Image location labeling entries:
· · · ·
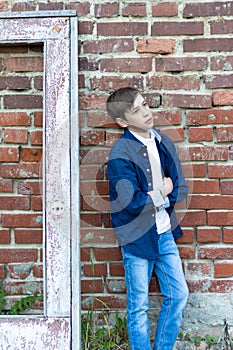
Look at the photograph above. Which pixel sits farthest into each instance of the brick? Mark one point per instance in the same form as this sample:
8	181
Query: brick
30	187
210	116
85	27
188	236
187	252
14	119
28	236
105	83
152	45
215	253
38	119
14	203
176	134
36	137
94	188
215	218
90	172
211	202
9	154
206	9
15	136
134	9
31	154
22	101
92	137
109	9
164	9
198	269
89	64
177	28
179	64
221	286
203	153
187	100
37	270
226	187
200	134
85	253
172	82
83	9
217	81
220	171
111	138
19	271
2	267
15	83
204	186
93	270
122	29
5	236
224	134
116	269
36	203
208	235
24	64
92	102
223	98
92	286
208	45
115	285
38	83
221	63
107	254
193	218
24	6
97	235
27	170
51	6
108	45
21	220
131	65
222	270
106	219
195	170
18	255
227	235
166	117
6	186
93	219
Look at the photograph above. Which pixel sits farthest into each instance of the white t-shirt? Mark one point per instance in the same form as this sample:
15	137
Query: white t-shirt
162	218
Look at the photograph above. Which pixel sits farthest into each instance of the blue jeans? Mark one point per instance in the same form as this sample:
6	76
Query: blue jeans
168	269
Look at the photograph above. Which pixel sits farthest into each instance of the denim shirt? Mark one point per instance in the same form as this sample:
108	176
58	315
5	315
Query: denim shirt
130	180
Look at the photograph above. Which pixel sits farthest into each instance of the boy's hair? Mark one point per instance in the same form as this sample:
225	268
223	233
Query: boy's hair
120	101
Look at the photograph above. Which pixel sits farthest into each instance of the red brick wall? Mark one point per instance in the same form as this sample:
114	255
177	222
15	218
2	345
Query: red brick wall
180	55
21	170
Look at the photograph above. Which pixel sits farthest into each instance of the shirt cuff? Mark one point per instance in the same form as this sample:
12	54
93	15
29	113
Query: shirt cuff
157	198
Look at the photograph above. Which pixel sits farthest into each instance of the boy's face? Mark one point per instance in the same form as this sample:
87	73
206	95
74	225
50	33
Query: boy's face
139	117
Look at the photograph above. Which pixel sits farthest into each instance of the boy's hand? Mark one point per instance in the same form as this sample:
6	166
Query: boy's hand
167	186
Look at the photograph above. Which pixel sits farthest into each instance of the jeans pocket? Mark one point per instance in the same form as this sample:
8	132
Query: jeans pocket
167	244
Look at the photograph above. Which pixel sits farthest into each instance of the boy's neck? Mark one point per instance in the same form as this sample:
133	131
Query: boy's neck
141	132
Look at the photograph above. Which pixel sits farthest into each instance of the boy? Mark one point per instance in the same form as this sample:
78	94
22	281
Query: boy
146	181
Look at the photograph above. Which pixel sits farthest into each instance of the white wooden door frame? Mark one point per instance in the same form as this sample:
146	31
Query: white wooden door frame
59	327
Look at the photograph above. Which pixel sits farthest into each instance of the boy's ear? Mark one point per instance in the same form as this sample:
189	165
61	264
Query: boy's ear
121	122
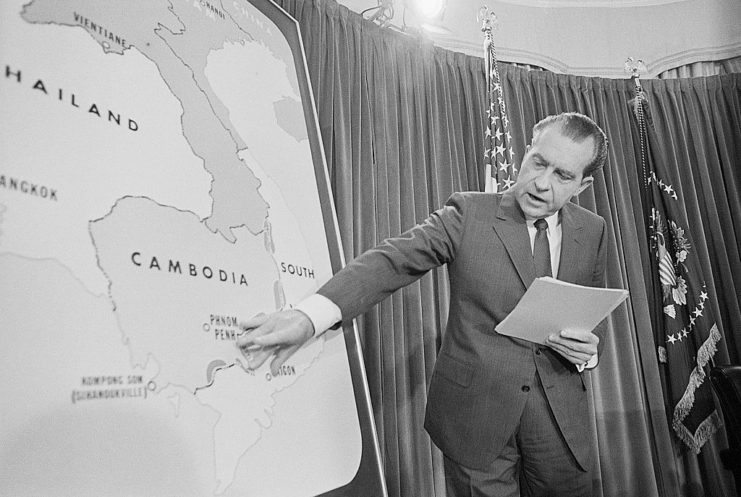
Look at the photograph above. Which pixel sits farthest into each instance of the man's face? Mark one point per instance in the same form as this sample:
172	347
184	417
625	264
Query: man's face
551	173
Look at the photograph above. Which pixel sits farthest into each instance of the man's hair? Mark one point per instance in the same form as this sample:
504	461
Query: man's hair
578	128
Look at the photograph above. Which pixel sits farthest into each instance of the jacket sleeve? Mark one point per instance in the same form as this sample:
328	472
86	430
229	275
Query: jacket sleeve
398	261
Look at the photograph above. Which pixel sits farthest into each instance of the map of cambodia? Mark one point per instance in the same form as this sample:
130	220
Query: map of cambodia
151	152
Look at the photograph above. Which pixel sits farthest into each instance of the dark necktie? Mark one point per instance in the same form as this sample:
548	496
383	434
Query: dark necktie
542	250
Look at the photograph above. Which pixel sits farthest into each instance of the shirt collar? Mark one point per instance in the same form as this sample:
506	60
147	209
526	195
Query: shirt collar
553	221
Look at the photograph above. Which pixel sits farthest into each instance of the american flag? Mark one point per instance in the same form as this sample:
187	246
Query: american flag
685	328
500	170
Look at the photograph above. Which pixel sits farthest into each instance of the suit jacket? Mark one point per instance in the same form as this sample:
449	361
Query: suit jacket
476	394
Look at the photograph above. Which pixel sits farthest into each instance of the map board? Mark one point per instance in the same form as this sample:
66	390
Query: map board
161	178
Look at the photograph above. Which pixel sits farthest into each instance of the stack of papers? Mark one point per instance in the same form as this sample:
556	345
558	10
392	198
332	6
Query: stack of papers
550	305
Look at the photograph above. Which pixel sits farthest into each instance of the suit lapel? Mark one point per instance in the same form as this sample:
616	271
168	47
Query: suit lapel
572	232
510	226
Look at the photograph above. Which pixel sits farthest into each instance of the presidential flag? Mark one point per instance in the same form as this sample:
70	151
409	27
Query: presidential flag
685	328
500	171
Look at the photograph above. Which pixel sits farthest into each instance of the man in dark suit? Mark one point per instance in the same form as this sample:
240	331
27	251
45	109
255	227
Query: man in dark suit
510	416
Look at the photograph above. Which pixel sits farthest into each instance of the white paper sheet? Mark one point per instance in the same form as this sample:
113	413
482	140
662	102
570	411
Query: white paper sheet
550	305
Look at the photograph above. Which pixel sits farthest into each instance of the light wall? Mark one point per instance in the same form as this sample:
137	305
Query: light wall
592	37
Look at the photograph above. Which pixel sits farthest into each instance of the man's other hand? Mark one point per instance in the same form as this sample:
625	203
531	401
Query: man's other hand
578	347
279	334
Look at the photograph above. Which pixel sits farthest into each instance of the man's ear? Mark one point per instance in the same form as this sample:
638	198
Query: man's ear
586	182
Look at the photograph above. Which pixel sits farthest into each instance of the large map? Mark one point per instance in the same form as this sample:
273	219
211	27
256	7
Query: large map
157	186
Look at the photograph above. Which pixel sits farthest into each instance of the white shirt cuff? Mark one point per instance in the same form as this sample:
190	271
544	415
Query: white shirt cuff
590	364
322	312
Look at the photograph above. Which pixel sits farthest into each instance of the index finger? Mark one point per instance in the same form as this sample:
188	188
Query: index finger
248	326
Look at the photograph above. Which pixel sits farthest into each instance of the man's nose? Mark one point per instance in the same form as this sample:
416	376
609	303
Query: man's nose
543	182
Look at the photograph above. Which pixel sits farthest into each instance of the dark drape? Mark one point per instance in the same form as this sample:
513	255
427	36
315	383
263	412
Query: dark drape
402	126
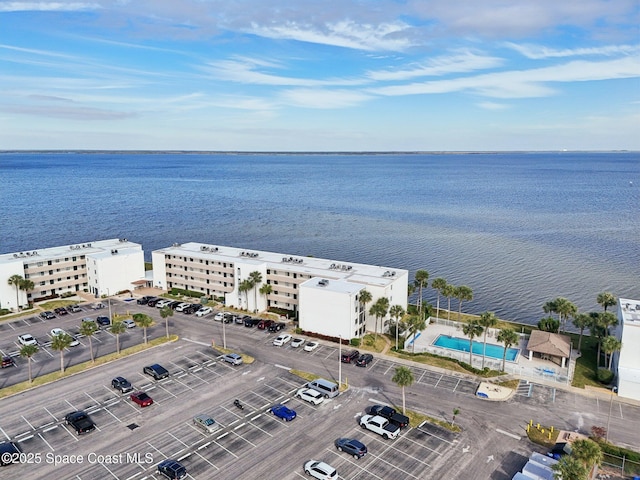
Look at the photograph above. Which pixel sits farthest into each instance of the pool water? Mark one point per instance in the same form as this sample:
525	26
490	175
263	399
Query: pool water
462	345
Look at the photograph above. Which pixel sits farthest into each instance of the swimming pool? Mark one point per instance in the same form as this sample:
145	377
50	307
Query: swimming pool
462	345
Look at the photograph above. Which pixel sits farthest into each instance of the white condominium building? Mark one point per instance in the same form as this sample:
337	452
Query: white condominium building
324	293
101	268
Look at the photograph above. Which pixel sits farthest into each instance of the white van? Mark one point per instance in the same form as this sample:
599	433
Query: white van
325	387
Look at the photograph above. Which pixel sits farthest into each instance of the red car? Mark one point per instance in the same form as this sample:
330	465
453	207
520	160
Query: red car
142	399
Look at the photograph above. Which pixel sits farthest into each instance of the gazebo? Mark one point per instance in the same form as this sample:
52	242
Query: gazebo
549	346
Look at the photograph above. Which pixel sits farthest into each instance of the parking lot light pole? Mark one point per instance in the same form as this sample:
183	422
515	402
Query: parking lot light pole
613	391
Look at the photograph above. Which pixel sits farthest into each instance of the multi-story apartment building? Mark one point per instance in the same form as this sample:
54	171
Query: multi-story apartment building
323	293
101	268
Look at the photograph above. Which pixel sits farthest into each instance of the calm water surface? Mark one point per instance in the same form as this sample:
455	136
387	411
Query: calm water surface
519	229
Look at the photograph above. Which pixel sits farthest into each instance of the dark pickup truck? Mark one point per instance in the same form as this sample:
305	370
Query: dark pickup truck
390	414
81	422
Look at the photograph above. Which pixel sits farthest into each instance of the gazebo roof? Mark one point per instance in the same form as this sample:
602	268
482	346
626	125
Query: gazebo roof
549	344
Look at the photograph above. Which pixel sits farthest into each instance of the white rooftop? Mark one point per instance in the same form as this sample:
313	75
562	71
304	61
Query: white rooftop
316	267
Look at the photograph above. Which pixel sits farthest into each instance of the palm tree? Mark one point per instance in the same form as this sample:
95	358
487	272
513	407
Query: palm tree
266	290
416	324
610	345
581	321
606	299
487	320
165	313
16	281
27	352
118	328
456	412
244	287
472	329
463	293
364	298
256	278
449	291
403	378
570	468
88	329
396	311
421	279
61	343
438	284
565	309
508	337
144	321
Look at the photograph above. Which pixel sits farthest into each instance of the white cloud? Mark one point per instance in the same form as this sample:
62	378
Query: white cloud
47	6
538	52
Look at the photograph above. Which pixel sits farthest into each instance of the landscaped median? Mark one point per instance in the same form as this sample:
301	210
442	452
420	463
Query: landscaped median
81	367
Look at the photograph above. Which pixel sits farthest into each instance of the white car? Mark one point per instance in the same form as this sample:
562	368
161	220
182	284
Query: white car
320	470
310	395
311	346
281	339
204	311
59	331
27	339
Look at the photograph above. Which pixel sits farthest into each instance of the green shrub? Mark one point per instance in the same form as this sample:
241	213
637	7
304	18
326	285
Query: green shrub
605	376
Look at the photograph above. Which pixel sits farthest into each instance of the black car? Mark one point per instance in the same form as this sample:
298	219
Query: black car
351	446
364	360
276	327
80	421
122	384
156	371
172	469
390	414
144	300
349	357
9	453
103	321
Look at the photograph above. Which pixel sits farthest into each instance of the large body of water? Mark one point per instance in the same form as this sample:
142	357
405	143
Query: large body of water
518	228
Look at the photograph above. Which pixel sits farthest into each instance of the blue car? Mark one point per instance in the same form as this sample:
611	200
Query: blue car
283	412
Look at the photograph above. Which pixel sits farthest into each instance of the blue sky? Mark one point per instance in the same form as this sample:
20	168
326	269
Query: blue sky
323	75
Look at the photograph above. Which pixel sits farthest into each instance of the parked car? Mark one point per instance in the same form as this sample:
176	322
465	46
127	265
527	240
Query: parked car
59	331
27	339
390	414
364	360
281	339
350	356
9	453
103	321
277	326
7	362
351	446
144	300
311	346
232	358
156	371
263	324
283	412
172	469
80	422
206	423
141	398
204	311
310	395
320	470
122	384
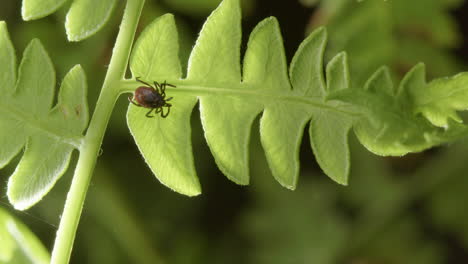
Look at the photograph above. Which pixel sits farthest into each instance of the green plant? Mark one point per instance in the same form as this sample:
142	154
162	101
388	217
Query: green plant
387	120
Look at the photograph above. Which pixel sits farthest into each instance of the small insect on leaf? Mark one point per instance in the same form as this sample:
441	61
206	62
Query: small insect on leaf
152	97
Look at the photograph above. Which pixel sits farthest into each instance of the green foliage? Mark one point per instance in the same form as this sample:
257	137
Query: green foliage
84	18
49	135
385	119
19	245
396	33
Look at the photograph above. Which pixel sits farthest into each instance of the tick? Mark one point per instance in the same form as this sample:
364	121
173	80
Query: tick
153	97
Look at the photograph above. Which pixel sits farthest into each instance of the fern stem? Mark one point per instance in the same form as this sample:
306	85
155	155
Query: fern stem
93	138
128	86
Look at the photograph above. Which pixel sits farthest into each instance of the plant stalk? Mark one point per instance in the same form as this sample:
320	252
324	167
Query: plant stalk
93	139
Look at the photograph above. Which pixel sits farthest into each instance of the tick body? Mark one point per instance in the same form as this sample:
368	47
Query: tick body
152	97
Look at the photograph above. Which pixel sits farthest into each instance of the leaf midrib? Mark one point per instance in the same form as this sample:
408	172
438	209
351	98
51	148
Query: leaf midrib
38	125
316	102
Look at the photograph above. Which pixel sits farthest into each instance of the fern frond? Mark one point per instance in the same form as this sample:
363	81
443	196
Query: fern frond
84	18
19	243
229	102
27	120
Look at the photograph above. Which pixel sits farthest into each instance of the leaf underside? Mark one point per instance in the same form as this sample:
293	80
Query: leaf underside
84	18
47	134
387	121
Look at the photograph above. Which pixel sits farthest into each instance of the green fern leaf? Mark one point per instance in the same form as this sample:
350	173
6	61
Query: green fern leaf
19	244
392	125
48	135
385	119
87	17
84	18
229	104
439	100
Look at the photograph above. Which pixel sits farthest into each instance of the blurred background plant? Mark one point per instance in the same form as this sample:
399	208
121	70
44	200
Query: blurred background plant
395	210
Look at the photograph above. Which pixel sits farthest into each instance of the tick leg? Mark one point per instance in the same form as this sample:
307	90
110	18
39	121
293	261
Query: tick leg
149	112
130	99
139	80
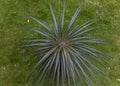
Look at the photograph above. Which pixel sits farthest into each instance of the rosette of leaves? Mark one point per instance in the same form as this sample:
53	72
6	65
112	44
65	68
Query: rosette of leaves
65	54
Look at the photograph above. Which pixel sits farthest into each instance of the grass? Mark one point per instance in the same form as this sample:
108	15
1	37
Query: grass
15	66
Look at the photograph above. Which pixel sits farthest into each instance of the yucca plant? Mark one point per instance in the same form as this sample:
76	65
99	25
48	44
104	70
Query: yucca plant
66	55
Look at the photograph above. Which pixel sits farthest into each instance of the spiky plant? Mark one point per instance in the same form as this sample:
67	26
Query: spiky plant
65	53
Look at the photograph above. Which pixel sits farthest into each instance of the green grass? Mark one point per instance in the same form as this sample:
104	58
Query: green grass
15	66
· · · ·
## Work instructions
All lines from the one that contains "of the grass?" through the end of the material are to be quoted exactly, with both ends included.

## Solution for this exercise
Look at the photograph above. Which pixel sits farthest into each instance of the grass? Mark one point per instance in the same form as this sample:
108	15
1	37
Query: grass
15	66
Look at the photograph above. Which pixel sits farthest into each instance of the yucca plant? Mark one point per instance in the same form as this sample:
76	65
99	25
48	44
104	70
Query: yucca plant
66	55
Look at the photograph above. Which pixel sits farthest into each instance of the spiky plant? Mark one point per instance in the same form as this sample:
67	26
Query: spiky plant
65	53
Look at the photograph above. Which pixel sits farthest into each instance of the green grass? Mark one point per instance in the same form as this sample:
104	58
Query: green grass
15	66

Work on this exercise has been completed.